TU TAREA:
Devuelve sin cambios el fragmento del texto sobre el huemul que va desde "-¡Sí! Chile está" hasta "la Vida Silvestre.", incluidos ambos.
------ TEXTO DE LA PÁGINA
La investigación, explica Berger, es esencial para analizar amenazas como los ataques de perros asilvestrados y canes domésticos que vagan fuera de las casas o acompañan al ganado. De hecho, según el biólogo, de los cerca de 700 millones de perros que hay en el mundo, casi el 50 por ciento vaga libremente. A ese peligro se suman el contagio de enfermedades como la linfoadenitis caseosa, mal bacteriano propio de cabras y ovejas y que en los huemules genera abscesos que pueden ser mortales.

"Necesitamos saber más sobre estas enfermedades y sus efectos, además de desarrollar prácticas para minimizar el impacto de los perros. Incluso todavía hoy tenemos una pobre comprensión de cómo el cambio climático y otros factores afectan la vegetación que nutre al huemul. Tampoco sabemos mucho sobre la manera en que el clima cálido y el frío afectan su capacidad reproductiva", afirma el biólogo.

-¿Planea volver al extremo sur?

-¡Sí! Chile está en mis planes para 2019. Pretendo realizar al menos otros cuatro años de estudios con el huemul. Me encantaría trabajar con algún estudiante chileno, pero me siento afortunado de colaborar con colegas argentinos y chilenos que abarcan un amplio rango de personalidades. Hay desde veterinarios a científicos, personeros de gobierno, banqueros y organizaciones no gubernamentales como la Sociedad para la Conservación de la Vida Silvestre.
------------
------ DATOS PROPORCIONADOS
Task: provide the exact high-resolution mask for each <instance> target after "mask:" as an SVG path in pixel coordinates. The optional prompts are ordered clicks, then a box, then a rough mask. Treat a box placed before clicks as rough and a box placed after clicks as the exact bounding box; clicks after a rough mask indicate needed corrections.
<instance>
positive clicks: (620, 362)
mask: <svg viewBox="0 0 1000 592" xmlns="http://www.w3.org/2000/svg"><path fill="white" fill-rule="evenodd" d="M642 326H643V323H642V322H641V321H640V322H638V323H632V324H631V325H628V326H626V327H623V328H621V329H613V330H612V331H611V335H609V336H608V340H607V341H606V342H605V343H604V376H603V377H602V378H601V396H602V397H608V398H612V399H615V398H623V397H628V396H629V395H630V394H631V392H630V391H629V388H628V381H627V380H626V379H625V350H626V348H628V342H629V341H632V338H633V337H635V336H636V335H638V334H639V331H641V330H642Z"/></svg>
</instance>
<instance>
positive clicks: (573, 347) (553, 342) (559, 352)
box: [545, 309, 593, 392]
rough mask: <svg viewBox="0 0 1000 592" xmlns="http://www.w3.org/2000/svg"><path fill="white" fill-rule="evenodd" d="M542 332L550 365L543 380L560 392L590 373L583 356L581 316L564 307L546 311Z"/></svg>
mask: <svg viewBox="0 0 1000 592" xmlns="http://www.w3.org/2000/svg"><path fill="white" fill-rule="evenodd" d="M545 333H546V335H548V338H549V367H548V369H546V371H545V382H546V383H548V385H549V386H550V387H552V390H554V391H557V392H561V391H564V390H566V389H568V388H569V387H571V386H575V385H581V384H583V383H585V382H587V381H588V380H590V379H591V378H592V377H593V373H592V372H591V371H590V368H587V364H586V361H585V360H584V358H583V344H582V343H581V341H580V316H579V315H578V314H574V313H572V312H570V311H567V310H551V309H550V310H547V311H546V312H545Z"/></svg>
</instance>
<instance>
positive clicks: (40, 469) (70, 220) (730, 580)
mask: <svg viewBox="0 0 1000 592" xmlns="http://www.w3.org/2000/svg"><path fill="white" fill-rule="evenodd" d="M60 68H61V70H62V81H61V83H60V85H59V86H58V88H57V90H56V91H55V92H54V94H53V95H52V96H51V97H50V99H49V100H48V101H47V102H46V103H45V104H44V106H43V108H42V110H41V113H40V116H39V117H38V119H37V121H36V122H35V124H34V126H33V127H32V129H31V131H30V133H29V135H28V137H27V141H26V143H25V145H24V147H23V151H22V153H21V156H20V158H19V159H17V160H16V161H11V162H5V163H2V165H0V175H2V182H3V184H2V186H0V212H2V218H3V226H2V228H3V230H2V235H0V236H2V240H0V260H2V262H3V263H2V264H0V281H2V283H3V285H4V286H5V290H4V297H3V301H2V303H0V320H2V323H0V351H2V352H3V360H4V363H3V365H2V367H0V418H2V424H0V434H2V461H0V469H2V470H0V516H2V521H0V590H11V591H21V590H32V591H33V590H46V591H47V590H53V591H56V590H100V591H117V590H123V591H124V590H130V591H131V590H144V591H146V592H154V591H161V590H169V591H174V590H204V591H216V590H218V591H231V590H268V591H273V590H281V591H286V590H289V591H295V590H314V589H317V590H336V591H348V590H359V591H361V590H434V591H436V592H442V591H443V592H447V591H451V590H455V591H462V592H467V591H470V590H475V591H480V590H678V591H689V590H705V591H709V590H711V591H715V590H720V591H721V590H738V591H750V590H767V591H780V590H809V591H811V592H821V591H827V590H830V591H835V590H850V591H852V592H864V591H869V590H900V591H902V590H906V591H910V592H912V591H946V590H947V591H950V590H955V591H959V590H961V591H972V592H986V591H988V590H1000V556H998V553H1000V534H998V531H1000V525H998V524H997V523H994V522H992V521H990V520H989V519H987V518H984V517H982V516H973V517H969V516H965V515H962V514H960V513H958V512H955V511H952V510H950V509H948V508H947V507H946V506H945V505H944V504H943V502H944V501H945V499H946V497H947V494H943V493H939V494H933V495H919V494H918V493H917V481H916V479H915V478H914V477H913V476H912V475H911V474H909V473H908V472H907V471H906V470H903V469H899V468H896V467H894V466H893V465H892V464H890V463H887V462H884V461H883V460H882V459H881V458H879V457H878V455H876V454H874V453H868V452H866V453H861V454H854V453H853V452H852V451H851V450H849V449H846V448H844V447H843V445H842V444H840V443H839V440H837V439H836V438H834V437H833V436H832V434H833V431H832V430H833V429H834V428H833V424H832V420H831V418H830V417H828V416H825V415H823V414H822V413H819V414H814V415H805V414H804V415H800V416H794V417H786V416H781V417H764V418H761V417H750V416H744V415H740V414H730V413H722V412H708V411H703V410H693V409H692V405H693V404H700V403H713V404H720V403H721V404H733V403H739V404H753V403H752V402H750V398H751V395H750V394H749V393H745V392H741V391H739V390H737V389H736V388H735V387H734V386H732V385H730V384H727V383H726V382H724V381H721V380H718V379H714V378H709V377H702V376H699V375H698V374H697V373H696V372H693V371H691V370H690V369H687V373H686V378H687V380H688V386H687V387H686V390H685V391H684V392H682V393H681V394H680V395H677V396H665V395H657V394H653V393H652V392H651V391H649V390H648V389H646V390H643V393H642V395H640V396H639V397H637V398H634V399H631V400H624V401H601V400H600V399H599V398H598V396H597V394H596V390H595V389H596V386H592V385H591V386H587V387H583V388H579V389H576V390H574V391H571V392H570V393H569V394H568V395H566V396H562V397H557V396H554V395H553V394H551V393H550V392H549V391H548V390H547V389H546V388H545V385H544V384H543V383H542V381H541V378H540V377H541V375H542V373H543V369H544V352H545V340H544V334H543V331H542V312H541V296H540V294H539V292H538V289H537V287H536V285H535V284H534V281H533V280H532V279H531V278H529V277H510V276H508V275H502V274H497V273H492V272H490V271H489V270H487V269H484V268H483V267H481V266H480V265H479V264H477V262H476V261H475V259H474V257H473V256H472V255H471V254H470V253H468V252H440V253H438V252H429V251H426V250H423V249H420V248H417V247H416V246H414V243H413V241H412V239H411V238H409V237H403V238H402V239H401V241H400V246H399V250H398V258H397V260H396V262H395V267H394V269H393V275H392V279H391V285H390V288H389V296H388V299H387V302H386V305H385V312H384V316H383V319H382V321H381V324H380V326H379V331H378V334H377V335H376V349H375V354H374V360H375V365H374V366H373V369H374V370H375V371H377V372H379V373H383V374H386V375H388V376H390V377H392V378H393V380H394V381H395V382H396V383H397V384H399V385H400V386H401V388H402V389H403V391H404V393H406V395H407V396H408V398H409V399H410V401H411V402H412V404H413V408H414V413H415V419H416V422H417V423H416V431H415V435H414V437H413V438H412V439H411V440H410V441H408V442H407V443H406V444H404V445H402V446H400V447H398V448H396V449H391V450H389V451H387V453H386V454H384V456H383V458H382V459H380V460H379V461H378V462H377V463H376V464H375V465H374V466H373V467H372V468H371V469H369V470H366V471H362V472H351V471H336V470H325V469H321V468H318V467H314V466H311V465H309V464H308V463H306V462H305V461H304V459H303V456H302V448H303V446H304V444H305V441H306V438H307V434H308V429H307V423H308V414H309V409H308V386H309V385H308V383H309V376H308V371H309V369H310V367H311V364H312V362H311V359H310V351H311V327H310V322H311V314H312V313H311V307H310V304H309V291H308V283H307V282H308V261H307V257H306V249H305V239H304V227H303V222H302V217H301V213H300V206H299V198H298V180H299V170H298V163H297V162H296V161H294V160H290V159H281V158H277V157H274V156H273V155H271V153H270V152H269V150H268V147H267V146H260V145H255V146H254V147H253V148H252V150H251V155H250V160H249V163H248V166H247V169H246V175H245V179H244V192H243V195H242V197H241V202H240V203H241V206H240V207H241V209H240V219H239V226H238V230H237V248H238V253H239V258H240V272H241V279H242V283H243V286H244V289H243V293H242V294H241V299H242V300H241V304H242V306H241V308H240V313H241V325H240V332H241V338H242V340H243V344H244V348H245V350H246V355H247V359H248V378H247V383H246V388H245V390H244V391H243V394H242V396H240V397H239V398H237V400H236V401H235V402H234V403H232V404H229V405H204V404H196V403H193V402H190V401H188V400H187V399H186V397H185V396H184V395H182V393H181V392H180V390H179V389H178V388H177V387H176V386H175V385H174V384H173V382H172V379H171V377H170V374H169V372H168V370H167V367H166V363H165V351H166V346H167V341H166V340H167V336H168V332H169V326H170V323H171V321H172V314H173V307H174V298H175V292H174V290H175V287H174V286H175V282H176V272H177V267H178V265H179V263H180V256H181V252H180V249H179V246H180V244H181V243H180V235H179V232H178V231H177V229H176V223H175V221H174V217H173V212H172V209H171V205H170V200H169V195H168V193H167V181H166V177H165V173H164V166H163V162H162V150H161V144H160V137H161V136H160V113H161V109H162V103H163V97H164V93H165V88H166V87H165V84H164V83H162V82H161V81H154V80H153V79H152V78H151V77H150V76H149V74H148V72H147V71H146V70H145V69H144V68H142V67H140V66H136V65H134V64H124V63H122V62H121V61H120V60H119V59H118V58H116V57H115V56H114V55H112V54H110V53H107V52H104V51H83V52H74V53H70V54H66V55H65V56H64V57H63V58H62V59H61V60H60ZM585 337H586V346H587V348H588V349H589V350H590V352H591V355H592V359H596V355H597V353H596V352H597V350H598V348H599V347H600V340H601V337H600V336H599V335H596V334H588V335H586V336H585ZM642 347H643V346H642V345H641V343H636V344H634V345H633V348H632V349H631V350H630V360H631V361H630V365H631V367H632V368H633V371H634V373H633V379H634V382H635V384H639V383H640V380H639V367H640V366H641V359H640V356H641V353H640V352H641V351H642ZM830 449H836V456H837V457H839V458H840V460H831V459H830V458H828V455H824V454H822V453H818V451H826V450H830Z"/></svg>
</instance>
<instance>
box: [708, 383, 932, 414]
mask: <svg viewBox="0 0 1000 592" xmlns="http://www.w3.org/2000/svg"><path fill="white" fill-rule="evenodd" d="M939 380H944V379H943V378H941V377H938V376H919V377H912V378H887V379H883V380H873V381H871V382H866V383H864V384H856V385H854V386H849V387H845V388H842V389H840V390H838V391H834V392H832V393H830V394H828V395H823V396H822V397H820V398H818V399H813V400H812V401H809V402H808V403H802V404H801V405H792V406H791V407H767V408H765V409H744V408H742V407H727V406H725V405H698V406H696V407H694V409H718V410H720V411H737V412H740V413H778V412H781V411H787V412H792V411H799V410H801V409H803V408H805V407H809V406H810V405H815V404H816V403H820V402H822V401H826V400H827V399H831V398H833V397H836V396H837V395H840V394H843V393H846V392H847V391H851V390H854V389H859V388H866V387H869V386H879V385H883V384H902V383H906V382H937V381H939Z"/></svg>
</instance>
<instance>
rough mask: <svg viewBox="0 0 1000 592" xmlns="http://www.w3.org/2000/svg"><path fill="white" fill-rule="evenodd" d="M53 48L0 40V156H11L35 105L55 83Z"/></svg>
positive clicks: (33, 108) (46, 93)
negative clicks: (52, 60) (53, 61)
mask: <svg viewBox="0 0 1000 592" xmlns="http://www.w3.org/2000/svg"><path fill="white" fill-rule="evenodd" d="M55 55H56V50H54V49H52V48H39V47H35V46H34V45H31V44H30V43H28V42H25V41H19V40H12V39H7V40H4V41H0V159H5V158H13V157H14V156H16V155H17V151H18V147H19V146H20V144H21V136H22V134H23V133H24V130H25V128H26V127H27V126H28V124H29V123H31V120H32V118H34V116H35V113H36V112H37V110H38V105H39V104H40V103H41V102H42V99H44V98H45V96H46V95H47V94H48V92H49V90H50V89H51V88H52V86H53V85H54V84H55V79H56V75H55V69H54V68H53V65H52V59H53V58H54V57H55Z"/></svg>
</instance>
------------
RESPUESTA:
-¡Sí! Chile está en mis planes para 2019. Pretendo realizar al menos otros cuatro años de estudios con el huemul. Me encantaría trabajar con algún estudiante chileno, pero me siento afortunado de colaborar con colegas argentinos y chilenos que abarcan un amplio rango de personalidades. Hay desde veterinarios a científicos, personeros de gobierno, banqueros y organizaciones no gubernamentales como la Sociedad para la Conservación de la Vida Silvestre.